» **DOCUMENT TEXT**:
Dec 28

How to Choose the Right Challenge for 2011

Posted in Techniques

A few weeks ago, in Conveniencing Ourselves to Death – or Challenging Ourselves to Life?, I wrote about how challenge is a third and better option alongside the usual two we go with in Western society: stress or convenience.

Like stress, challenge is difficult, but unlike stress, you have a sense of control, progress and achievement.

Like convenience, challenge is enjoyable, but unlike convenience, you are stretching yourself, growing, and making use of your existing strengths and abilities rather than allowing them to wither through disuse.

How to have a challenging year (in the best way)

In my guest post How to Set Yourself a Challenge on Goal Setting Guide, I gave a 5-step approach for deciding on and pursuing a challenge. I recommend you go and read the whole thing, but briefly:

  1. Have a desire for change,
  2. Believe you can change,
  3. Find a destination,
  4. Get a plan,
  5. Implement, implement, implement.

I’ve talked about having a desire for change (otherwise known as motivation) before too, and also about believingĀ  you can change (otherwise known as self-efficacy). Today I’d like to expand on point 3 – finding a destination (or picking a challenge for yourself).

New Year is coming very soon, and while New Year’s resolutions are traditionally more honoured in the breach than the observance, that’s not because there’s anything wrong with the basic idea. It’s because most people don’t know how to carry their good intentions through. So, if you were thinking of setting yourself a challenge for 2011, here are some guidelines (and if you weren’t thinking of challenging yourself in 2011, I urge you to consider it – you’ll thank me later).

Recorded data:
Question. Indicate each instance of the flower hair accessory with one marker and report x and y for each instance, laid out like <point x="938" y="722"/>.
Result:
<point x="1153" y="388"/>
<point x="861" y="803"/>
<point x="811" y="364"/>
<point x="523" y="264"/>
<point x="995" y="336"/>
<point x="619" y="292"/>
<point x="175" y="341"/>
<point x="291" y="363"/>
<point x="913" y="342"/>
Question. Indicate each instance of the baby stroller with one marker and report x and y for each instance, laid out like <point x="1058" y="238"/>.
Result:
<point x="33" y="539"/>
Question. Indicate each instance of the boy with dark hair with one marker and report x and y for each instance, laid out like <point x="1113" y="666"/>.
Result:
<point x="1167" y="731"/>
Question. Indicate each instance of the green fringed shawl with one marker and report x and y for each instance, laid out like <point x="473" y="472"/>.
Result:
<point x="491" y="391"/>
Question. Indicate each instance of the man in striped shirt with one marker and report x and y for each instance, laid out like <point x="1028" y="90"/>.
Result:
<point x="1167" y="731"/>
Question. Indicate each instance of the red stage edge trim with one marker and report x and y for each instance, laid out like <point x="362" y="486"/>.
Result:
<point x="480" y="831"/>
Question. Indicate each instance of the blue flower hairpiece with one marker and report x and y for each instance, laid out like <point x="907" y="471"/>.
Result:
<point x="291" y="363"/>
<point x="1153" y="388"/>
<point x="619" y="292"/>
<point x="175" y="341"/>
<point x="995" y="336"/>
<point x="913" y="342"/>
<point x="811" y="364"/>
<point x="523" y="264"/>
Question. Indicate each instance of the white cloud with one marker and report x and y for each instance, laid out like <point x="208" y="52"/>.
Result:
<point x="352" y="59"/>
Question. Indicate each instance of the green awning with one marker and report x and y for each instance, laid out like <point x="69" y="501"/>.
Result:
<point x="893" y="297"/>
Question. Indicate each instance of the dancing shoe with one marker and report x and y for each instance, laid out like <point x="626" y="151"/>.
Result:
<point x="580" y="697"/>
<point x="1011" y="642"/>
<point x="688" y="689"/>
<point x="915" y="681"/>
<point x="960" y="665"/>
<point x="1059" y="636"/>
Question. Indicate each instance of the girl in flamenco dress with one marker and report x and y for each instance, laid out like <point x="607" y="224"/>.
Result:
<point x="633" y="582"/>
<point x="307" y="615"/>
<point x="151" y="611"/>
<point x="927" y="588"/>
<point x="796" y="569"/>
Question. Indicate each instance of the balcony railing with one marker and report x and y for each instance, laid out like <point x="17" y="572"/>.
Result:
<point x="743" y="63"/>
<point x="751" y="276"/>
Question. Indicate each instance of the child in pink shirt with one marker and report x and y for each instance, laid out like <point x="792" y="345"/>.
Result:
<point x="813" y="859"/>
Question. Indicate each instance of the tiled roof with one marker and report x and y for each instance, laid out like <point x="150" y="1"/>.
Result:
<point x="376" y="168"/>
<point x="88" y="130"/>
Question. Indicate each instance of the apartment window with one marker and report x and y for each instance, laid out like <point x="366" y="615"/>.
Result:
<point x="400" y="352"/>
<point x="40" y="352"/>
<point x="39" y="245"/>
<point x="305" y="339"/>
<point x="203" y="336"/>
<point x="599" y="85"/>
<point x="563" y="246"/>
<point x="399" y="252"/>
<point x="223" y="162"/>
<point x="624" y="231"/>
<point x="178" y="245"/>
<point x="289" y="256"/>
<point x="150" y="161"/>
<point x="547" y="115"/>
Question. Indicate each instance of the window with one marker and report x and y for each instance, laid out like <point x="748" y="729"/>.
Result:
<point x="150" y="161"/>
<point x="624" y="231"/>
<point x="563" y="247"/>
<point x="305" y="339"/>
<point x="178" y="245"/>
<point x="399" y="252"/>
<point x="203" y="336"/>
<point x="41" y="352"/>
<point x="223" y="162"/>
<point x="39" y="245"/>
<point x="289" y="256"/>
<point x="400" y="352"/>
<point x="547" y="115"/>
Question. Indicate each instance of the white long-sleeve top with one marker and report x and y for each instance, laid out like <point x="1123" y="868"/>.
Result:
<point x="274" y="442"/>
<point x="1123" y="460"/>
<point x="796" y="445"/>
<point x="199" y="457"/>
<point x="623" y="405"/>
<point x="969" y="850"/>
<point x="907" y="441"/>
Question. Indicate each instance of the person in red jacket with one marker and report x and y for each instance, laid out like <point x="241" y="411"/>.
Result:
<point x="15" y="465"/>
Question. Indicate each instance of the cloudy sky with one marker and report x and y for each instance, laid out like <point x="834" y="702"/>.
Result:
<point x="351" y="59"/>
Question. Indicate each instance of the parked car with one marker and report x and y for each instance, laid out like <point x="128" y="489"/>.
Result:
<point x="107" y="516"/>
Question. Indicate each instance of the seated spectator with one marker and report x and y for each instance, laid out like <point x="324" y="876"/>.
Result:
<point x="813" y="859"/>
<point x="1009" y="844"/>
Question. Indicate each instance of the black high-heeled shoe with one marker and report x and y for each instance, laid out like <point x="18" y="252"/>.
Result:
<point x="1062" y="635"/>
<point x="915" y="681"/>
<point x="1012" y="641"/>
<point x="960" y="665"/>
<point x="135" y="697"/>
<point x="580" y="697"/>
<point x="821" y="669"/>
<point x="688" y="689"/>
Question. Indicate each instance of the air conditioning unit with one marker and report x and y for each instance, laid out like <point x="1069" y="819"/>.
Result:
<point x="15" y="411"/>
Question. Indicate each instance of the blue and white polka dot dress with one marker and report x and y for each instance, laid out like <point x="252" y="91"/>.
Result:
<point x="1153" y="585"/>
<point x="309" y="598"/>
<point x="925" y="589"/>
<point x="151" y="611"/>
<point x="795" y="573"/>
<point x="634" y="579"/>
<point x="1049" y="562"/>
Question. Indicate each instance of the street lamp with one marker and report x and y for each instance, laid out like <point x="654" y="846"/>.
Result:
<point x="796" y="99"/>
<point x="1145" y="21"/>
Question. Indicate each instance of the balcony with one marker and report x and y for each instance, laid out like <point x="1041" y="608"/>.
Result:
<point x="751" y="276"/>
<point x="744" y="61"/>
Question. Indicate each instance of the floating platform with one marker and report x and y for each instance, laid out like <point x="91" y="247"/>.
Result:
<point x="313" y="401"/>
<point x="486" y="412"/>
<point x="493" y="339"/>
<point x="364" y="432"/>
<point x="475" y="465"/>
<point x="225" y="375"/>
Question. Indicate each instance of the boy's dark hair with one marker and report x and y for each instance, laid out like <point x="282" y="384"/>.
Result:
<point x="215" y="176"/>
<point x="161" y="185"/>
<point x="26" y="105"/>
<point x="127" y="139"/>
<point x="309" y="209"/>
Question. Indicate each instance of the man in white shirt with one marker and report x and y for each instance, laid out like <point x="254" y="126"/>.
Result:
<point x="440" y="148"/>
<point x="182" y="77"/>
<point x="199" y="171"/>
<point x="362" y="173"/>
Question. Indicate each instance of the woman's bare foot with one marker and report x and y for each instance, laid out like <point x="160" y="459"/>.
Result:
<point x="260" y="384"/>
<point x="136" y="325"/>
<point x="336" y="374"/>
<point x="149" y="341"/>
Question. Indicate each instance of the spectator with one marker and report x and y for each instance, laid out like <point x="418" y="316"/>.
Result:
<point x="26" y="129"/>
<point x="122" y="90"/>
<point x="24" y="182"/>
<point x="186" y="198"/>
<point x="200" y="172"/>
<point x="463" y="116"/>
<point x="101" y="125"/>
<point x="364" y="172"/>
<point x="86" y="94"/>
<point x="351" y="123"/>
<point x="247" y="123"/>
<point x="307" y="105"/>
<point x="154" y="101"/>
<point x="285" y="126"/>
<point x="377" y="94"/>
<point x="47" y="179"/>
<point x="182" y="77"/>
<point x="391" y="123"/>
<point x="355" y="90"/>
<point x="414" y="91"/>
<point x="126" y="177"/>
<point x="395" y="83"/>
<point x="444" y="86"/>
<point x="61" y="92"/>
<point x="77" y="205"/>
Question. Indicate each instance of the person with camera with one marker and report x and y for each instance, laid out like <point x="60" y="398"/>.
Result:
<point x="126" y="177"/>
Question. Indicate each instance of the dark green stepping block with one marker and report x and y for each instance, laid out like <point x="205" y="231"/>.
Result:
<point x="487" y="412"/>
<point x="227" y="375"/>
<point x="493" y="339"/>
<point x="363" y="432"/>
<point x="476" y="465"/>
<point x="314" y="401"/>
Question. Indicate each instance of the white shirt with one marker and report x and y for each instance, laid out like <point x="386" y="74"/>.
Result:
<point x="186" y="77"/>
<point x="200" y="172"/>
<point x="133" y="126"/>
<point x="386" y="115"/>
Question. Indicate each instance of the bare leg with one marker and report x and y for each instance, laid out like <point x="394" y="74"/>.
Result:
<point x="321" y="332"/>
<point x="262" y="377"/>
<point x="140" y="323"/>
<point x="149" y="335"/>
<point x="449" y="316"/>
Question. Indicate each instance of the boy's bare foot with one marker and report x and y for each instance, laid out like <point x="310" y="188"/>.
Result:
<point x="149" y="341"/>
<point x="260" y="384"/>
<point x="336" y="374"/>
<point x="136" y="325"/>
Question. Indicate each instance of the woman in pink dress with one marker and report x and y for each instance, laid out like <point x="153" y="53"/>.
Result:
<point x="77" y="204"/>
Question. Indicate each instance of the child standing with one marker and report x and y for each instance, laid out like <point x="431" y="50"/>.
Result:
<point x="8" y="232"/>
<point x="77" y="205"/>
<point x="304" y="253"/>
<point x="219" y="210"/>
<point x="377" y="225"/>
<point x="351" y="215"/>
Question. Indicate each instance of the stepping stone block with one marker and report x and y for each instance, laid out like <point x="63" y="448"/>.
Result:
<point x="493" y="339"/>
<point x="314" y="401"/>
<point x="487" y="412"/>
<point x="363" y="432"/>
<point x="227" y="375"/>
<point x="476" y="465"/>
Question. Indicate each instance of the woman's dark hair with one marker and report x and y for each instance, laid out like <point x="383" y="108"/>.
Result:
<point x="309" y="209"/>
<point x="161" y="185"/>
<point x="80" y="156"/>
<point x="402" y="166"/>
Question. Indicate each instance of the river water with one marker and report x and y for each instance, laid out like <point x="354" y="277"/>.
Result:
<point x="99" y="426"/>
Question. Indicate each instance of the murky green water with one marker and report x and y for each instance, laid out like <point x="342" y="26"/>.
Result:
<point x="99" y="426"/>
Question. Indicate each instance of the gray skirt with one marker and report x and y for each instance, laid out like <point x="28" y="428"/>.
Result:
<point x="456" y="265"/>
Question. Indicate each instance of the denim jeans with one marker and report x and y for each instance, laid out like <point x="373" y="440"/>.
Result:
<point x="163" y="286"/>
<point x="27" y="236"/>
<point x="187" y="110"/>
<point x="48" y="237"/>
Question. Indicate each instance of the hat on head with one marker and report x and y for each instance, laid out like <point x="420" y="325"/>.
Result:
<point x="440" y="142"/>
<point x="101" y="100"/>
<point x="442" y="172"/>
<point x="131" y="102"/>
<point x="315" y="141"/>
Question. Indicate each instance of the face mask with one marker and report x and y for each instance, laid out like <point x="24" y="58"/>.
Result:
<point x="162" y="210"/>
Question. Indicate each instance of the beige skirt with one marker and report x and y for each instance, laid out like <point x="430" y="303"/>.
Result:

» **THINGS TO DO**:
1 – List the steps of the 5-step approach that the blog post on choosing a challenge for 2011 gives for deciding on and pursuing a challenge.
2 – According to the blog post on choosing a challenge for 2011, what are the two usual options people go with in Western society?
3 – Write the next part of the blog post on choosing a challenge for 2011, picking up after its final sentence.

» **EXERCISE RESULTS**:
1 –
1. Have a desire for change
2. Believe you can change
3. Find a destination
4. Get a plan
5. Implement, implement, implement

2 – Stress or convenience.

3 –
Let your heart guide you

A challenge for the sake of a challenge is empty.

What would make your life sing?

What would engage you deeply?

What would you push through pain to achieve?

What do you admire someone else for doing?

What would make you look atĀ  yourself in a new way, with excitement and awe?

What have you dreamed of, but dismissed?

What would, in the words of the old comic book advertisements, Amaze Your Friends?

Astonished
Creative Commons License photo credit: Berto Garcia

Let your gut guide you

In my How to Set Yourself a Challenge post, I quote Catherine Caine, and I’m going to do it again because I love this thought so much: “You should always try anything that makes you uncomfortable, and nothing that makes you uneasy.”

If the challenge you’re considering doesn’t scare you at least a little, you’re standing too far from the edge. Go scarier!

(If you think you’d respect yourself less for pulling it off, though, choose again.)

The thing about challenge is that you tend to underestimate yourself. I remember years ago when I had a very motivational team leader in my job at the time. He encouraged us to come up with a “big, hairy, audacious goal” for the team. We chose “we will implement X number of innovative solutions for our customers in the next 18 months.” (We had definitions for “implement”, “innovative” and “solution” so that it wasn’t just business gobbledegook.)

I remember our boss saying to us, “Is X really a challenging number? Do you feel comfortable that you could pull that off?”

We did.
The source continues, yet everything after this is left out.